Show each line of the items below that contains the string "JSON".

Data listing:
** Start **

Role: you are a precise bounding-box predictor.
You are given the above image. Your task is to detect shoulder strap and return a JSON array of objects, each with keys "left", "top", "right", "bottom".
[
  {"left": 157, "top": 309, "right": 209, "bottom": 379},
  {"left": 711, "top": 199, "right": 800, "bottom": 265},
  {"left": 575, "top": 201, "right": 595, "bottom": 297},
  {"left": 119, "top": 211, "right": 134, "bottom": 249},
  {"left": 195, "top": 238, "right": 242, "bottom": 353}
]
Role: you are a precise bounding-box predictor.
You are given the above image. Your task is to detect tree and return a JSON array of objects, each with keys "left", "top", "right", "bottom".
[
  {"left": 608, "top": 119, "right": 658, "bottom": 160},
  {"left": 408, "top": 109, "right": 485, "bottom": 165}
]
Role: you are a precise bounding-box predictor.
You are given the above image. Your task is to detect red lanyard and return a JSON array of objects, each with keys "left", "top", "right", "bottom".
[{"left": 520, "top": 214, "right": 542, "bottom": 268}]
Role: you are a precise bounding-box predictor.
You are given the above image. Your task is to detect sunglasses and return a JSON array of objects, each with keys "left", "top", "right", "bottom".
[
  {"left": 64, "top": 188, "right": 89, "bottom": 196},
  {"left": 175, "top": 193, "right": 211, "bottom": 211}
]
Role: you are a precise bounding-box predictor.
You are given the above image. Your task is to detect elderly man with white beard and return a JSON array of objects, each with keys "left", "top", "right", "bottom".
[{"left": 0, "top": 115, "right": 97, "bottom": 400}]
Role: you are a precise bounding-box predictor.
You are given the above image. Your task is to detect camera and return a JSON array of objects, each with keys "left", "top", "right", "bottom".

** End **

REPLY TO THE TASK:
You are given the above image. Your task is to detect shoulder strap and return a JSON array of objects, each with keys "left", "top", "right", "bottom".
You are given the above image. Your task is to detect tree and return a JSON array of objects, each with keys "left", "top", "right", "bottom".
You are given the above image. Your task is to detect red lanyard and return a JSON array of objects, each with keys "left", "top", "right", "bottom".
You are given the above image. Your task is to detect sunglasses and return a JSON array of objects, each with keys "left", "top", "right", "bottom".
You are given the above image. Your task is to detect elderly man with white beard and return a JSON array of objects, each with keys "left", "top", "right", "bottom".
You are given the above image. Your task is to detect camera and return a JSON array of objects, each with keys "left", "top", "right", "bottom".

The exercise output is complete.